**Textabschnitt:**

01.05.2020
Susanne Neumann wurde zur Heldin, als sie Sigmar Gabriel öffentlich die Leviten las. Mit ihrer scharfen Kritik an Niedriglöhnen und Altersarmut wurde sie die bekannteste Reinigungskraft der Republik. Doch sie sorgte sich vor allem um ihre »Mädels« in der Gewerkschaft. Können sie nun Susis Erbe antreten?
Drei der Mädels auf dem Balkon des Gewerkschaftshauses.
Fotografie: Julia Sang Nguyen.
Von Ines Schwerdtner
Susi nannte ihre Kolleginnen manchmal auch die »Ata-Girls« – nach dem Scheuermittel. Auf der Rückbank des Kombis einer der Ata-Girls liegen Handseife, ein paar Wischer und ein Eimer. An der Frontscheibe hängt Che Guevara als Lufterfrischer. Die drei Frauen fahren vom Gewerkschaftshaus in Gelsenkirchen nach Herten zum Waldfriedhof. Sie wollen ein Jahr nach Susis Tod den Baum besuchen, den sie sich selbst noch ausgesucht hatte.
Der Sturm wird immer stärker, während sie den richtigen Baum suchen. Christel muss lachen: Sie war sich sicher, zu wissen, wo er steht. Während sie umherlaufen, erinnern sie sich an die Trauerfeier im Januar 2019. Der Bundesvorstand der Baugewerkschaft IG BAU war ohne Anmeldung auch gekommen. Zusammen mit den anderen Gästen gingen die Frauen in einem langen Tross aus roten Westen zu dem Baum, den sie jetzt nicht mehr finden. Jede für sich stapfen sie still über den Waldboden – auf der Suche nach der schwarzen Plakette, die neben den Namen anderer Verstorbener auch den von Susi trägt.

**Inhalt des Datensatzes:**
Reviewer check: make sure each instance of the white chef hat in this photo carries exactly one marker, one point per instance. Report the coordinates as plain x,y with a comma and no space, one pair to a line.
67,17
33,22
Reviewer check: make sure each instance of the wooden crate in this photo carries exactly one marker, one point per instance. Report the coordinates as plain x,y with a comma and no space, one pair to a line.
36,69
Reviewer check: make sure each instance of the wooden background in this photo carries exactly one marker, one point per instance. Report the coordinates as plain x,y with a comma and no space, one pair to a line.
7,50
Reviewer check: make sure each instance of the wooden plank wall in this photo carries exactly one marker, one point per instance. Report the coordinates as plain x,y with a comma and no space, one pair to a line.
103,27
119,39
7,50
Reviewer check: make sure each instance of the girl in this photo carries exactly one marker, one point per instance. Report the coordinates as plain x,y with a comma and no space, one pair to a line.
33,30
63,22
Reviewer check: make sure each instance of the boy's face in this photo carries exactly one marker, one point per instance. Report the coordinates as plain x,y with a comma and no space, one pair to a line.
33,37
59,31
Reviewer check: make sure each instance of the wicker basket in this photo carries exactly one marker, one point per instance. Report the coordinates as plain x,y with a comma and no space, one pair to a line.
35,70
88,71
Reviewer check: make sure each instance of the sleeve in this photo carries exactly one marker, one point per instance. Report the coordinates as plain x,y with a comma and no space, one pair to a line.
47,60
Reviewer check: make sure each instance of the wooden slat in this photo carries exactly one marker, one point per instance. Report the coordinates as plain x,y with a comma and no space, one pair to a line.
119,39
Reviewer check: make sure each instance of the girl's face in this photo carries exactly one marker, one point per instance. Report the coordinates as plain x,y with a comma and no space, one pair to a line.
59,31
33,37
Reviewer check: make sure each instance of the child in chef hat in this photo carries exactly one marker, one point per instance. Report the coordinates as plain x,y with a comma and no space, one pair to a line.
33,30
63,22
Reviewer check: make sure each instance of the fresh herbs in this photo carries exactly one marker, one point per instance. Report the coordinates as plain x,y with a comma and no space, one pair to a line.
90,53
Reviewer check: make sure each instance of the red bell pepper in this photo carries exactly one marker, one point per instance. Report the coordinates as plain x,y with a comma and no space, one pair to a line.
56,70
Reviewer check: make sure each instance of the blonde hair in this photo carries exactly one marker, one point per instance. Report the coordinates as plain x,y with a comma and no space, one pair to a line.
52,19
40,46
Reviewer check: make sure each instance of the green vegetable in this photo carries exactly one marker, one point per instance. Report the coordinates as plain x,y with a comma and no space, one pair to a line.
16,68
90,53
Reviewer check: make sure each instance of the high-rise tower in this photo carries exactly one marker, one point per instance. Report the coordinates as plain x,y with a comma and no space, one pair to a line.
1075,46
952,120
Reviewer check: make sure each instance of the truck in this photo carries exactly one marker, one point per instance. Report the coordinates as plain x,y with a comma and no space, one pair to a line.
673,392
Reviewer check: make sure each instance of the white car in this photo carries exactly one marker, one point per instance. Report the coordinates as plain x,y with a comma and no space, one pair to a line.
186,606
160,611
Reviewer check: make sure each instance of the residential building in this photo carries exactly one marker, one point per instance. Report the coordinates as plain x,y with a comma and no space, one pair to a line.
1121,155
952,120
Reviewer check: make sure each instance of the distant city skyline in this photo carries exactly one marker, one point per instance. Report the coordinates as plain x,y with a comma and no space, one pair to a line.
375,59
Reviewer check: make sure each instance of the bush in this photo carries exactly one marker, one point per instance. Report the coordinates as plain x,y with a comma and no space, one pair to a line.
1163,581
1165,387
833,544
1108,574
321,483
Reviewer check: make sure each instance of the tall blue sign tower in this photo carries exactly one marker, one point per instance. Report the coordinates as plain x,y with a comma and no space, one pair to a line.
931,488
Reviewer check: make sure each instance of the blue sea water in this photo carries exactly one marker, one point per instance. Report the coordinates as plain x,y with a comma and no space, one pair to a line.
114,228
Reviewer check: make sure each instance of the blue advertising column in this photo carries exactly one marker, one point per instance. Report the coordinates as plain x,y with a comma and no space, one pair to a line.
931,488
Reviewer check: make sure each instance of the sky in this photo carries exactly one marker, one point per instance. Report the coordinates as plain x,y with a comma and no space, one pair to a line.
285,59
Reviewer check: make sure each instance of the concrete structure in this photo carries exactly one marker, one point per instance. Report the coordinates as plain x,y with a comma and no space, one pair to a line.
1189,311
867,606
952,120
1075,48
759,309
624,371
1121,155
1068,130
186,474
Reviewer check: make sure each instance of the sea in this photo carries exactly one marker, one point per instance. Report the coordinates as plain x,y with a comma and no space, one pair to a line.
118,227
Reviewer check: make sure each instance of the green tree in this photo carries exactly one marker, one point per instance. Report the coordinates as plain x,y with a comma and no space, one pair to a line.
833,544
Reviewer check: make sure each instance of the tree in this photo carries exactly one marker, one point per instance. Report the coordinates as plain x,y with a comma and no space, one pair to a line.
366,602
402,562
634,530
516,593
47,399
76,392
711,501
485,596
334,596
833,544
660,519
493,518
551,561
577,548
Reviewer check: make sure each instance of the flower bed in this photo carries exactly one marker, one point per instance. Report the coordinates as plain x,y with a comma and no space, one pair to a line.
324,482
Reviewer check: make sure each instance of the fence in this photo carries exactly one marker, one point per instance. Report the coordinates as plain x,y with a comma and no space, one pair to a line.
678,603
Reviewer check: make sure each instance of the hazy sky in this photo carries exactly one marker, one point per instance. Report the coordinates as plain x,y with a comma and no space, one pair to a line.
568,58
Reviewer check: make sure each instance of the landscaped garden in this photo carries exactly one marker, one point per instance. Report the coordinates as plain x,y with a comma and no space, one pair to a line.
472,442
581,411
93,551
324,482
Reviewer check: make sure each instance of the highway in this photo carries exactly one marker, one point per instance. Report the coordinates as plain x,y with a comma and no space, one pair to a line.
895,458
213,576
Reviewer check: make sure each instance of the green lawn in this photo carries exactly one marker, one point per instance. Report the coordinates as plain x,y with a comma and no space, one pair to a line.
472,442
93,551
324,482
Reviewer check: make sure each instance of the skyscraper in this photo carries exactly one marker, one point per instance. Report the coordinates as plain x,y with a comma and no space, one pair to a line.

**Aufgabe:**
Gib aus dem Text über Susanne Neumann wortgetreu den Abschnitt aus, der mit den Worten „Von Ines Schwerdtner“ beginnt und mit „noch ausgesucht hatte.“ endet. Stütze dich ausschließlich auf den Text über Susanne Neumann.

**Lösung:**
Von Ines Schwerdtner
Susi nannte ihre Kolleginnen manchmal auch die »Ata-Girls« – nach dem Scheuermittel. Auf der Rückbank des Kombis einer der Ata-Girls liegen Handseife, ein paar Wischer und ein Eimer. An der Frontscheibe hängt Che Guevara als Lufterfrischer. Die drei Frauen fahren vom Gewerkschaftshaus in Gelsenkirchen nach Herten zum Waldfriedhof. Sie wollen ein Jahr nach Susis Tod den Baum besuchen, den sie sich selbst noch ausgesucht hatte.